## PROVIDED PASSAGE:
## BEGIN

Don't Mirror Whales 1:1: A Copy Trading Position Sizing Guide

By CMM Team - 30-Apr-2026

Don't Mirror Whales 1:1: A Copy Trading Position Sizing Guide

A whale opens a 20x position sized at 40% of their $5M account. Your copy bot mirrors it at the same 20x, same 40% of your $20K. The market moves 3% against the trade. The whale shrugs off a drawdown. You get liquidated.

That is the failure mode of 1:1 copy trading, and it has nothing to do with bad signal selection. The wallet you copied was good. The polling logic worked. The execution engine fired in time. The mistake was treating their trade and your trade as the same trade, when one of them had fifty times the margin to absorb a bad move.

Profitable copy trading is not "find a good wallet and mirror them." It is "find a good wallet, then size the trade for your account, not theirs." A wallet's all-time PnL cohort tells you how much trust to extend, which decides how much capital to risk. Money Printers with $1M+ in cumulative profit earn different rules than Consistent Grinders at $10K to $100K. And wallets sitting in the negative PnL cohorts should not be copied at all, no matter how good their last three trades looked.

This guide is the position sizing framework that makes copy trading survivable. You will see the specific allocation per cohort tier, how to cap leverage based on your account size, the drawdown limits that stop a bad week from becoming a blown account, and the API workflow to wire all of it together on Hyperliquid.

Why fixed-size copy trading breaks down

The simplest copy trading approach allocates the same percentage of your portfolio to every mirrored position. Two percent per trade, regardless of who the lead wallet is or what their track record looks like. This feels disciplined, and it works until it doesn't.

The problem is that all signals are treated as equally trustworthy. A wallet with $3M in all-time perp profits and a smooth equity curve gets the same 2% allocation as a wallet with $15K in profits from a single lucky trade last week. The first wallet has demonstrated sustained edge across market regimes. The second wallet has demonstrated nothing, statistically. Treating both the same is like betting the same amount on a coin flip and a loaded die.

## END

## WHAT IS ASKED:
1) Copy the copy trading sizing guide word for word, starting at "This guide is" and ending at "until it doesn't.".
2) Pick up the copy trading sizing guide right after its last sentence and keep writing it.

## DATA SECTION:
## BEGIN

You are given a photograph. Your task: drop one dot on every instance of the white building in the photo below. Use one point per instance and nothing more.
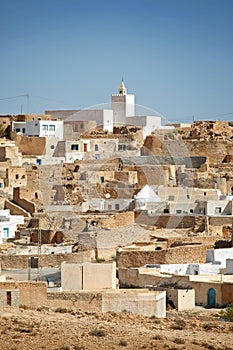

## END

## RESULTS BY TASK:
1)
This guide is the position sizing framework that makes copy trading survivable. You will see the specific allocation per cohort tier, how to cap leverage based on your account size, the drawdown limits that stop a bad week from becoming a blown account, and the API workflow to wire all of it together on Hyperliquid.

Why fixed-size copy trading breaks down

The simplest copy trading approach allocates the same percentage of your portfolio to every mirrored position. Two percent per trade, regardless of who the lead wallet is or what their track record looks like. This feels disciplined, and it works until it doesn't.

2)
Fixed sizing also ignores leverage mismatch. When a lead wallet with $2M in equity opens a 10x leveraged position, the notional exposure relative to their total portfolio might be 5%. When you mirror that same 10x leverage on a $20K account, a 10% adverse move creates a $20K loss, which is your entire account. The lead wallet loses 5% and moves on. You get liquidated.

There's a third failure: correlation. If you copy five wallets and all five are long ETH at 5x, your effective exposure is not 2% per wallet. It is 10% on a single directional bet. Fixed sizing per wallet ignores the portfolio-level concentration that builds up when multiple lead wallets take correlated positions.

The cohort-based sizing framework

HyperTracker classifies every wallet on Hyperliquid into one of 16 behavioral cohorts. Eight are based on account size (from Shrimp at $0 to $250 up to Leviathan at $5M+), and eight are based on all-time PnL performance (from Money Printer at $1M+ profit down to Giga-Rekt at below -$1M). For copy trading risk management, the PnL-based cohorts are what matters because they tell you whether the wallet you are following has a demonstrated history of profitability.

The principle is straightforward: wallets with longer and larger track records of profitability earn larger allocations. Wallets with shorter or negative track records earn smaller allocations or get filtered out entirely.

Tier 1: Money Printer (all-time PnL above $1M)

These wallets have generated over $1M in cumulative perp profits. That kind of performance across the volatility swings that Hyperliquid sees requires genuine skill, consistent execution, and sound risk management from the lead wallet itself. When a Money Printer opens a new position, the signal carries the most weight.

  • Allocation per trade: 3-5% of your copy trading portfolio
  • Maximum leverage: 5-10x (scale down if your account is under $50K)
  • Maximum concurrent copied positions: 3-5 from this tier
  • Stop loss: 1R risk (if you risk 4% of equity, your stop should limit the loss to 4%)

Tier 2: Smart Money (all-time PnL $100K to $1M)

Smart Money wallets have meaningful track records, but the sample size of their profitability is smaller than Money Printers. A wallet at $150K cumulative profit might have genuine edge or might have caught a single strong trend. The allocation reflects this uncertainty.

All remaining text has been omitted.